§ **GOAL**
Exactly reproduce the lines from the line containing "the concrete column;" to the end of the data below, inclusive, and nothing else.

--- BEGIN INPUT ---

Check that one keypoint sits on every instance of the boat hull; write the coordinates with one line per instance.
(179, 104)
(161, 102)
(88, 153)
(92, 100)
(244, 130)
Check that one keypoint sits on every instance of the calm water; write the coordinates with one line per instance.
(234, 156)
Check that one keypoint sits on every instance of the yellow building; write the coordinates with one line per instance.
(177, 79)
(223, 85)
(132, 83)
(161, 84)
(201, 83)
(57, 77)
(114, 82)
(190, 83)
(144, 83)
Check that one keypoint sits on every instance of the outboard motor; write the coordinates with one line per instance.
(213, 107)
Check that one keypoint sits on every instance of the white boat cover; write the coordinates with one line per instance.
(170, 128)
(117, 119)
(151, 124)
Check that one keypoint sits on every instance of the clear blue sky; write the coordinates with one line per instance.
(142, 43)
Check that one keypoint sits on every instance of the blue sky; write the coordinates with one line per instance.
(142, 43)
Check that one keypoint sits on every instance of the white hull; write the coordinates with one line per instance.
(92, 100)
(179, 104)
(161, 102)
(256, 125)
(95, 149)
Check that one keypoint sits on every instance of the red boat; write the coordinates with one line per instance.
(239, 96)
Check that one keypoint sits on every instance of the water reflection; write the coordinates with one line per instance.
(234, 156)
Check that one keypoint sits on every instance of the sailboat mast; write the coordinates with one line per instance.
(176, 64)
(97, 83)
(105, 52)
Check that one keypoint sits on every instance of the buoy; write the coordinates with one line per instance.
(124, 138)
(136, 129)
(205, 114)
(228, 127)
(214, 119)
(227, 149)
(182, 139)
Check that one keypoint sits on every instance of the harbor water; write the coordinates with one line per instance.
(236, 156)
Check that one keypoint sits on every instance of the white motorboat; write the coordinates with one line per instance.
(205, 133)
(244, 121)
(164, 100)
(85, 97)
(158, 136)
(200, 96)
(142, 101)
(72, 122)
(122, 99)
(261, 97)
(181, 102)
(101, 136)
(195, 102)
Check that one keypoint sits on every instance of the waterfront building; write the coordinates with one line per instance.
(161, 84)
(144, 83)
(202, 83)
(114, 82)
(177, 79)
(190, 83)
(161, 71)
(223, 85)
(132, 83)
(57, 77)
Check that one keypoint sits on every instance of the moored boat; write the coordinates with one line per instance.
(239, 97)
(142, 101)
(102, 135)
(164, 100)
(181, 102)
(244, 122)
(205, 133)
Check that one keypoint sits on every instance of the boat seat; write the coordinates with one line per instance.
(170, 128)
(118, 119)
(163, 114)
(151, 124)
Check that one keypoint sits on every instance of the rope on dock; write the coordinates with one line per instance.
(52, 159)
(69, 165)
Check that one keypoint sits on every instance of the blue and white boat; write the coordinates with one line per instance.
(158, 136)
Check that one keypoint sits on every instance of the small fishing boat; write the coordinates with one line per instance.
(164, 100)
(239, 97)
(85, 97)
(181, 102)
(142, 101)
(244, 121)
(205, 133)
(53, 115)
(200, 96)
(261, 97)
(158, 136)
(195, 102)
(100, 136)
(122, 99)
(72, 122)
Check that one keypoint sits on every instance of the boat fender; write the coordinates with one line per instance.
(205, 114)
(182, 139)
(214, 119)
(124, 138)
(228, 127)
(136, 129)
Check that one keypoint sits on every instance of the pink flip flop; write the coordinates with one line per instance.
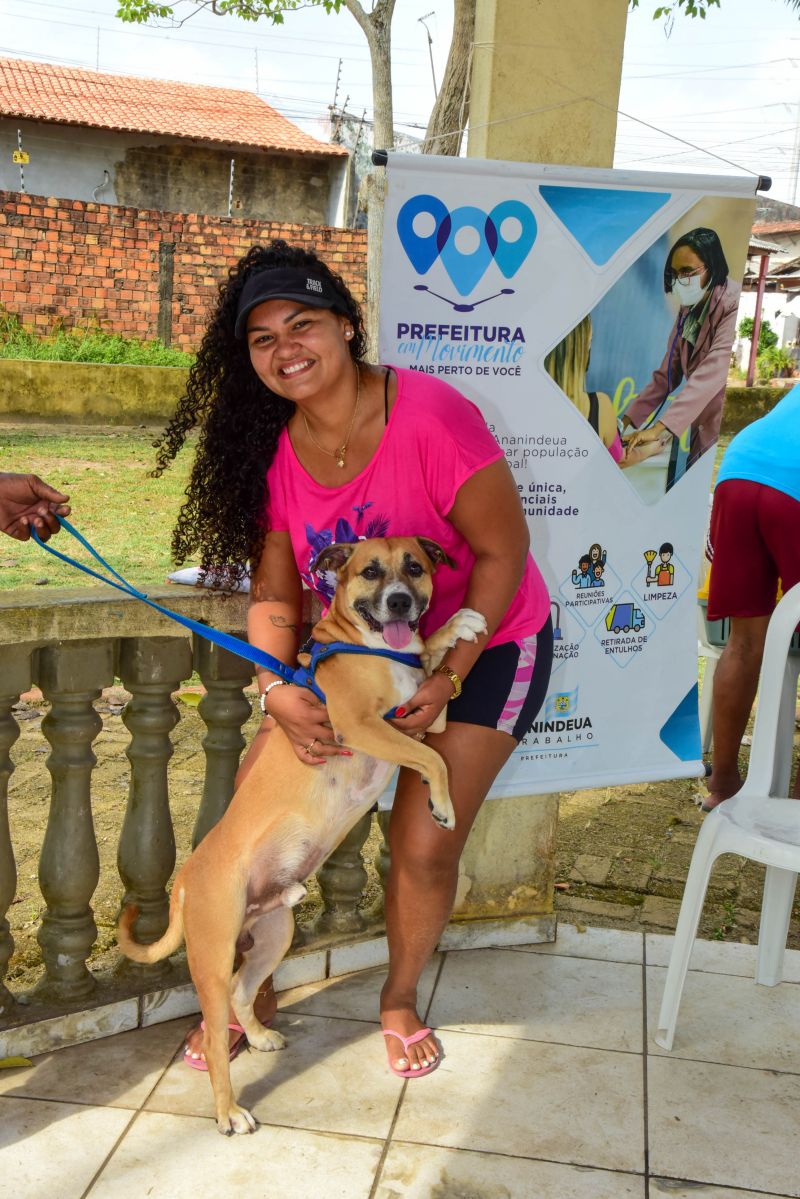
(235, 1049)
(410, 1041)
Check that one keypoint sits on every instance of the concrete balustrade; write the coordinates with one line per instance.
(74, 643)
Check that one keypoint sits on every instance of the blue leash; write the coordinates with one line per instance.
(301, 676)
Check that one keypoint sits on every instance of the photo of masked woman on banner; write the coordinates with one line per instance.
(698, 356)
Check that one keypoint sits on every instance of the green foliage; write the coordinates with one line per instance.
(140, 11)
(767, 335)
(83, 344)
(774, 363)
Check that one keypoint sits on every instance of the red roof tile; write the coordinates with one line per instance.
(776, 227)
(68, 96)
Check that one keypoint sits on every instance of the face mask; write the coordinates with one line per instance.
(689, 291)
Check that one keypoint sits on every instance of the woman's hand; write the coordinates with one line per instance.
(305, 722)
(425, 705)
(642, 437)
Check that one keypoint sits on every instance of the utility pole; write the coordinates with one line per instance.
(433, 74)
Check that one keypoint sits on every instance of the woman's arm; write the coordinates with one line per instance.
(489, 516)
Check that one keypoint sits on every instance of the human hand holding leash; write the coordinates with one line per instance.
(25, 501)
(305, 722)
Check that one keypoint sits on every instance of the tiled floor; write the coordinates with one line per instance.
(551, 1088)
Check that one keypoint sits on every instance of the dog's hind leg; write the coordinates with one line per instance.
(271, 939)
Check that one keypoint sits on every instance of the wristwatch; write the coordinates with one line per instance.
(262, 698)
(453, 678)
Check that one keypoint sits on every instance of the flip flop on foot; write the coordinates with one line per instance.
(236, 1047)
(415, 1071)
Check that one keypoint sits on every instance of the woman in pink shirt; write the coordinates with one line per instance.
(304, 444)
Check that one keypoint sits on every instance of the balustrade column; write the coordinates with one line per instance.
(151, 668)
(71, 676)
(16, 679)
(342, 879)
(224, 710)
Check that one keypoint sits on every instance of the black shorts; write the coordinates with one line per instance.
(507, 685)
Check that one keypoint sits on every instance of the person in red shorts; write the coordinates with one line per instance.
(755, 547)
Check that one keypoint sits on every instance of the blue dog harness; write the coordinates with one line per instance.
(301, 676)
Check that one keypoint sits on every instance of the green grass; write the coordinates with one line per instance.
(84, 344)
(127, 516)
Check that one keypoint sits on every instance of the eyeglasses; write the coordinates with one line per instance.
(684, 272)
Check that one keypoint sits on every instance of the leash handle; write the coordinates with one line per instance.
(224, 640)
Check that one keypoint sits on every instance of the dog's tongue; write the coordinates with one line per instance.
(397, 634)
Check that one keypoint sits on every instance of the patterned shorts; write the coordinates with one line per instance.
(507, 685)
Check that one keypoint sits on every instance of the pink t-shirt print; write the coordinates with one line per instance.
(435, 439)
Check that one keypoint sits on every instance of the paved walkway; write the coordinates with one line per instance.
(551, 1088)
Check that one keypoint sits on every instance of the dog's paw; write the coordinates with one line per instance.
(443, 814)
(266, 1040)
(236, 1120)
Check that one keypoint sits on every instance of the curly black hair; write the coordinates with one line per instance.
(223, 519)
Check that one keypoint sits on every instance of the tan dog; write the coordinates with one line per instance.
(238, 889)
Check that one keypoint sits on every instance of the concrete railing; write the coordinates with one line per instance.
(72, 644)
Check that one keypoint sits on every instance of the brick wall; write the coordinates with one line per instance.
(83, 261)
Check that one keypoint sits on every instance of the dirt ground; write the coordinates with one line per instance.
(621, 854)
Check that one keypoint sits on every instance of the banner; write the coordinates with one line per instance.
(552, 297)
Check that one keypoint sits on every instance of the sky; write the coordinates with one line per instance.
(729, 84)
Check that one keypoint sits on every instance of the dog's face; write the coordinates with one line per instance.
(384, 584)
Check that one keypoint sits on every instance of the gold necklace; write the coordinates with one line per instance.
(338, 455)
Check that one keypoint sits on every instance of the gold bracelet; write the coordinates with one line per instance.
(453, 678)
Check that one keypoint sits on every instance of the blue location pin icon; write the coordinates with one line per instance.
(511, 253)
(467, 267)
(421, 251)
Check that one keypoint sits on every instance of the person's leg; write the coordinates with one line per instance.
(735, 680)
(423, 872)
(265, 1004)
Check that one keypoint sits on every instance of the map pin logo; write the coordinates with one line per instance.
(511, 253)
(467, 269)
(421, 251)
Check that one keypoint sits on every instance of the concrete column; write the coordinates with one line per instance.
(546, 78)
(151, 668)
(71, 676)
(16, 679)
(224, 710)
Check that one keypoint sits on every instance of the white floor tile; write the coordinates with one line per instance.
(731, 1020)
(115, 1072)
(355, 996)
(524, 1100)
(719, 957)
(416, 1172)
(723, 1125)
(605, 944)
(178, 1157)
(573, 1001)
(332, 1077)
(53, 1149)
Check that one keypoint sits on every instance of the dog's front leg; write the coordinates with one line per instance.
(374, 736)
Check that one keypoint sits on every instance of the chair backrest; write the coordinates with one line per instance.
(770, 759)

--- END INPUT ---

§ **CORRECT ANSWER**
Check that one keypoint sits on every instance of the concrete column; write the coordinates with one line per instance.
(546, 78)
(151, 668)
(71, 676)
(16, 679)
(224, 710)
Check that one keypoint sits on every instance of the white floor tile; write the coordinates with one line per instance.
(731, 1020)
(115, 1072)
(355, 996)
(524, 1100)
(719, 957)
(416, 1172)
(723, 1125)
(605, 944)
(178, 1157)
(573, 1001)
(332, 1077)
(53, 1149)
Check that one keypoint sits on every instance of the dog's front leg; write the coordinates with one line per instance.
(374, 736)
Check that one keypoint sits on every instance of the chair backrest; write the coordinates with one line per instance.
(770, 759)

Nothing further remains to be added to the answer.